-- START Records --
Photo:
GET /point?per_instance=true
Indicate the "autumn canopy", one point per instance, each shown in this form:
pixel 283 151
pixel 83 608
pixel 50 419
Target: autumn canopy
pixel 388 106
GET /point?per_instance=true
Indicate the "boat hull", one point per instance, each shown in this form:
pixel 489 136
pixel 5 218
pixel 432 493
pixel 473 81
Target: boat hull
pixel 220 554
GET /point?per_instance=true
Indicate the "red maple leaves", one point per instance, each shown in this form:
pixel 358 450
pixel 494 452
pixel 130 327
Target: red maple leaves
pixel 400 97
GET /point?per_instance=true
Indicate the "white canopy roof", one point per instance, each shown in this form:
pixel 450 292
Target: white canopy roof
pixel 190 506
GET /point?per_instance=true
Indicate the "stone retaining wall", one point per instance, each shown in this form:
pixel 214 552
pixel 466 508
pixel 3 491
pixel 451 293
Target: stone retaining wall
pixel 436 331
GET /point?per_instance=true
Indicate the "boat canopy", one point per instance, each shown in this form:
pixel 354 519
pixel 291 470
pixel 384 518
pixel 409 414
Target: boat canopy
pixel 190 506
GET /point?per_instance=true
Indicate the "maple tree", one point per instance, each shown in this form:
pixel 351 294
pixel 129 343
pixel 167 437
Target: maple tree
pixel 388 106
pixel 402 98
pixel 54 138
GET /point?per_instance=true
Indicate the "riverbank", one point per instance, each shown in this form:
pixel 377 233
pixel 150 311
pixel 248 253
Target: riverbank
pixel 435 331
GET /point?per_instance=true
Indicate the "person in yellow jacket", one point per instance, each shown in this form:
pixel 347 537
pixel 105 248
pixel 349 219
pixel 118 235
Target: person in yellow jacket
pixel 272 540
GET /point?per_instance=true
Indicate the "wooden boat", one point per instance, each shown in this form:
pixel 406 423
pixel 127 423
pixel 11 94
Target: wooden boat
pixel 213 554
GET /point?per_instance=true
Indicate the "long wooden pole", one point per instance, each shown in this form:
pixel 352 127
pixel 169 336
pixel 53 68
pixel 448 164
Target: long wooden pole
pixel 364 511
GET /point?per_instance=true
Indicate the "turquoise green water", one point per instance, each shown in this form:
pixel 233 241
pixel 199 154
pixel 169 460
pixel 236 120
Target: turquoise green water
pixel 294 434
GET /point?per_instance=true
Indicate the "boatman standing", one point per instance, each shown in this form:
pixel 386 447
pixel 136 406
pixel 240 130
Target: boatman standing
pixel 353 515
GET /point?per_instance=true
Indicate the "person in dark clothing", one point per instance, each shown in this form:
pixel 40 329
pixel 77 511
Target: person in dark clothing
-- END Records --
Exercise - Copy out every line of the data above word for word, without changing, adding, or dropping anything.

Reply to the exercise -
Photo:
GET /point?per_instance=true
Indicate the "autumn canopy", one point per instance, each shown in this form:
pixel 283 151
pixel 83 608
pixel 50 419
Target: autumn canopy
pixel 388 106
GET /point?per_instance=true
Indicate the "boat hull", one point per instance, each shown in this form:
pixel 489 136
pixel 5 218
pixel 432 493
pixel 473 81
Target: boat hull
pixel 220 554
GET /point?per_instance=true
Indicate the "red maple leaves", one point per instance, each shown in this form:
pixel 358 450
pixel 494 452
pixel 130 327
Target: red maple leaves
pixel 400 97
GET /point?per_instance=true
Indicate the "white canopy roof", one point per instance, each shown in this form:
pixel 450 292
Target: white canopy roof
pixel 190 506
GET /point?per_instance=true
Indicate the "stone retaining wall", one point per instance, each shown in this form:
pixel 214 552
pixel 466 508
pixel 3 491
pixel 451 293
Target: stone retaining wall
pixel 436 331
GET /point?per_instance=true
Indicate the "boat canopy", one point per instance, each shown in this form:
pixel 354 519
pixel 291 470
pixel 384 518
pixel 409 414
Target: boat canopy
pixel 190 506
GET /point?per_instance=true
Indicate the "maple tree", one point per instance, each shown in this form:
pixel 351 294
pixel 129 343
pixel 167 437
Target: maple tree
pixel 388 106
pixel 402 98
pixel 54 138
GET /point?per_instance=true
Indicate the "riverbank", one point per instance, each shown in this form:
pixel 377 233
pixel 150 311
pixel 248 253
Target: riverbank
pixel 435 331
GET /point?per_instance=true
Indicate the "person in yellow jacket", one point per instance, each shown in this form:
pixel 347 537
pixel 105 248
pixel 349 219
pixel 118 235
Target: person in yellow jacket
pixel 272 540
GET /point?per_instance=true
Indicate the "wooden boat", one point per instance, each shown in this form:
pixel 406 423
pixel 127 423
pixel 11 94
Target: wooden boat
pixel 213 554
GET /point?per_instance=true
Indicate the "long wooden pole", one point per instance, each shown in this form:
pixel 352 127
pixel 169 336
pixel 53 68
pixel 448 164
Target: long wooden pole
pixel 364 511
GET /point?per_instance=true
Indicate the "turquoise green water", one point per instance, each shown in this form:
pixel 233 241
pixel 199 154
pixel 169 460
pixel 236 120
Target: turquoise green water
pixel 294 434
GET /point?per_instance=true
Indicate the "boatman standing", one point per instance, each shown in this form:
pixel 386 447
pixel 136 406
pixel 240 130
Target: boatman standing
pixel 353 515
GET /point?per_instance=true
Indicate the "person in dark clothing", one point per instance, each shown in this form:
pixel 40 329
pixel 77 511
Target: person in dark clothing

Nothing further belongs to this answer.